───── Input data ─────

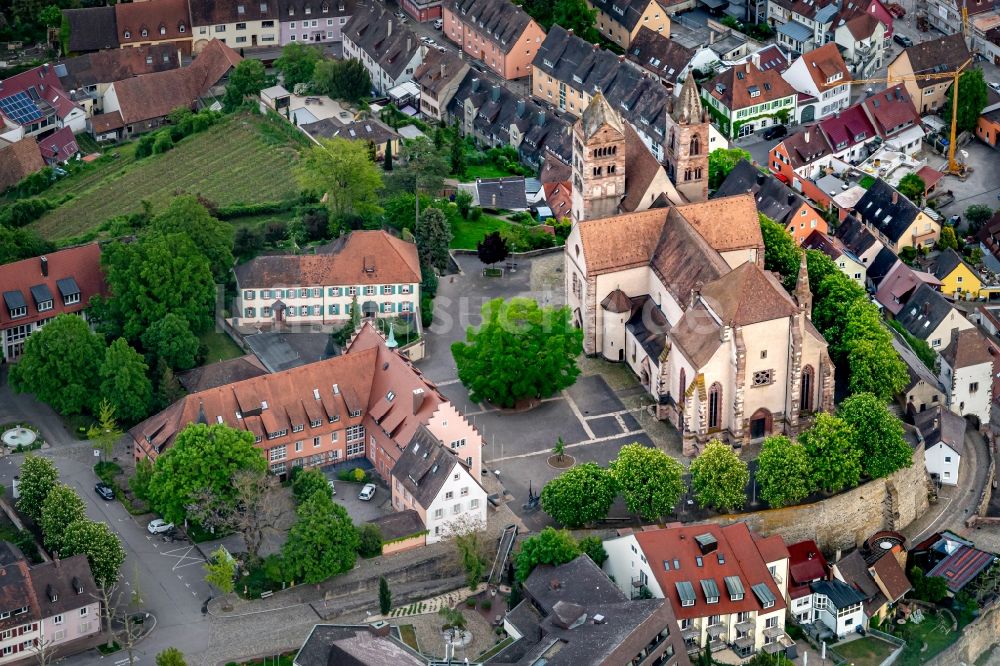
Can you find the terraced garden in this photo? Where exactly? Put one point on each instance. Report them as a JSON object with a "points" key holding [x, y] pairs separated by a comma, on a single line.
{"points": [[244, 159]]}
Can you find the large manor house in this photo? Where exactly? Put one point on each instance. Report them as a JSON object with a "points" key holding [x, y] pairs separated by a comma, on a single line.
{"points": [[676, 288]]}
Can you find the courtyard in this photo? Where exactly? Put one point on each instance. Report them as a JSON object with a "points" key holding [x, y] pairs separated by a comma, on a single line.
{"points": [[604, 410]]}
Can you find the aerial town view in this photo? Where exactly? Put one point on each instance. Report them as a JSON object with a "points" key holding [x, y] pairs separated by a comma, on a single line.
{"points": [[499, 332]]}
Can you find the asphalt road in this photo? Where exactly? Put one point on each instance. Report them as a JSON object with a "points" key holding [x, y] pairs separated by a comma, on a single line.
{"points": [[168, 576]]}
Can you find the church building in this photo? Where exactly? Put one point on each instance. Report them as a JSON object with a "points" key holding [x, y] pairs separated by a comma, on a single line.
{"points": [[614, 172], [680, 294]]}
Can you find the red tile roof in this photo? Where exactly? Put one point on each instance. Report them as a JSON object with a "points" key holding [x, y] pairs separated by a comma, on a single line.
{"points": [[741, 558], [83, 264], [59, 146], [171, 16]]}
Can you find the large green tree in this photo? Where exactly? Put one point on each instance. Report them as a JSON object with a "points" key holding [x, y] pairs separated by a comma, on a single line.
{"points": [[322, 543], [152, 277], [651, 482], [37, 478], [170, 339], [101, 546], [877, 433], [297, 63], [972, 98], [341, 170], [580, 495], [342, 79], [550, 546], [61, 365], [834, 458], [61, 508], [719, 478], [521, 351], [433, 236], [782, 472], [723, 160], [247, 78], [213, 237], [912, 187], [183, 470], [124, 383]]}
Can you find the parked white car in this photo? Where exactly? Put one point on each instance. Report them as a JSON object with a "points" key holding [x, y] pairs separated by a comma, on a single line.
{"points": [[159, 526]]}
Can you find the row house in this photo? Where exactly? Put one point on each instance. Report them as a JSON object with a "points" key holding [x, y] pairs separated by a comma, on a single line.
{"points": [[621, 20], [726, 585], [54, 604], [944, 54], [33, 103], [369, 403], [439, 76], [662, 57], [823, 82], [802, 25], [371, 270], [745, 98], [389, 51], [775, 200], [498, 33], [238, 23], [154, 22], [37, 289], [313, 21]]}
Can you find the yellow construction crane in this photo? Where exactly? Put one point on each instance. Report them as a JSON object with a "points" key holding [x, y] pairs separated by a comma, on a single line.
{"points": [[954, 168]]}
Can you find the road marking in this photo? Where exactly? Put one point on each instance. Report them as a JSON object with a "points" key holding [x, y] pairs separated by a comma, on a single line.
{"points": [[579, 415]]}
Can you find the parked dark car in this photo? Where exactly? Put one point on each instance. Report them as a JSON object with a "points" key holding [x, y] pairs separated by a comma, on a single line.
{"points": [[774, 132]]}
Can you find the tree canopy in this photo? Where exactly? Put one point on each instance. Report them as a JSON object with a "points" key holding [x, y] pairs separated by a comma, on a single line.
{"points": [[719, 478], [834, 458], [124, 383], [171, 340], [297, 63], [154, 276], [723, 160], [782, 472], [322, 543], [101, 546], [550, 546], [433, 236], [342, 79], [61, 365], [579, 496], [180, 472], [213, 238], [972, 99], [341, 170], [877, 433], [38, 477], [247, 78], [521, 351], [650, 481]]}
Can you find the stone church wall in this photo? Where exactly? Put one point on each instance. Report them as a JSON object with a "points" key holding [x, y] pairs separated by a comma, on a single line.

─────

Where a record holds a picture, leave the picture out and restate the rest word for word.

Can you find the terraced garden in this photo? Where exactly? Put one point on each instance. Report them as a JSON object with a "points" key holding [x, y] pairs separated by a comma, on a single line.
{"points": [[244, 159]]}
Can you find the large manor house in this photo? Where exactly? Put one point on each instance. Report them as a JSON object with a "points" key holding [x, y] pairs separated by a comma, on a single line.
{"points": [[676, 288]]}
Can you find the courtyard in this photo? Where exactly? Put one point on each instance. Report them as a JSON object with a "points" key holding [x, y] pairs separated by a comma, on a single line.
{"points": [[604, 410]]}
Can you find the aerial town view in this photo? Where exactly? Put one point on each instance. Report them as a JSON object with a "points" key holding [x, y] pairs separated by a comma, on a single line.
{"points": [[499, 332]]}
Can you find the asphalt road in this photo? Where exactly? Put one point on each instance. Report them as a JSON object with a "points" key holding [x, y] pairs separated by a comma, on a single line.
{"points": [[168, 576]]}
Can you find the church building in this photo? Where exactly? Put one point on each instance. Report them as a JSON object with a "points" key holding [x, y] pairs separated by a comma, on a single line.
{"points": [[614, 172], [680, 294]]}
Can you find the red tile roof in this photo? Where exactly? Put one point on each instance. Report them as a JSON object with a "points" key holding [x, y] pairs separated by a comma, on a single line.
{"points": [[741, 558], [83, 264], [59, 146], [171, 16]]}
Can you find the large green tree in this photo? Where exactly? Put one point on each instance. Report them as a JSON object with a "points" key holding [x, y] pairs separated by a comma, on a single line.
{"points": [[322, 543], [152, 277], [651, 482], [37, 478], [170, 339], [101, 546], [877, 433], [297, 63], [972, 98], [341, 170], [580, 495], [342, 79], [550, 546], [61, 365], [834, 458], [61, 508], [719, 478], [521, 351], [433, 236], [782, 472], [723, 160], [247, 78], [213, 237], [912, 187], [183, 470], [124, 383]]}
Can you find the parked white car in this photo? Where exactly? Put one point on each instance. Report them as a JSON object with a "points" key holding [x, y] pairs separated by a comma, on a single line.
{"points": [[159, 526]]}
Can you find the row house in this photo? Where exactly? Put one point on each instance. Report them as a JSON object with a "points" key holding [x, y] pairs separated by a comma, on a single line.
{"points": [[621, 20], [726, 585], [54, 604], [944, 54], [33, 103], [369, 403], [439, 76], [662, 57], [823, 82], [802, 25], [371, 270], [745, 98], [389, 51], [775, 200], [498, 33], [238, 23], [154, 22], [37, 289], [313, 21]]}
Can you find the yellow construction crane in this photo? Where exactly? Put one point on each instance. Report them as a JSON object with a "points" key holding [x, y] pairs separated by a comma, on a single line.
{"points": [[954, 168]]}
Can you find the road marking in this photo? Where exactly? Put one point on each instance. Report them as a JSON object with a "points" key holding [x, y] pairs separated by a comma, on a single line.
{"points": [[579, 415]]}
Can you find the parked dark car in this photo? Where exactly? Put one point on each instance. Report them as a JSON object with a "points" key holding [x, y] pairs separated by a comma, on a single line.
{"points": [[774, 132]]}
Can you find the tree canopy in this photo? Where exactly? Put one point on each instance. Report them as a JSON object with a "points" key holding [x, y] pairs separated by a comma, on a single line.
{"points": [[719, 478], [834, 458], [124, 383], [171, 340], [297, 63], [154, 276], [723, 160], [782, 472], [322, 543], [101, 546], [550, 546], [433, 236], [342, 79], [61, 365], [579, 496], [180, 472], [213, 238], [972, 99], [341, 170], [877, 433], [38, 477], [247, 78], [521, 351], [650, 481]]}
Can you find the stone church wall in this photo? Where exactly? Put one point on each instance. Report them as a JSON object with a "points" key holding [x, y] pairs separated by a comma, on a single line.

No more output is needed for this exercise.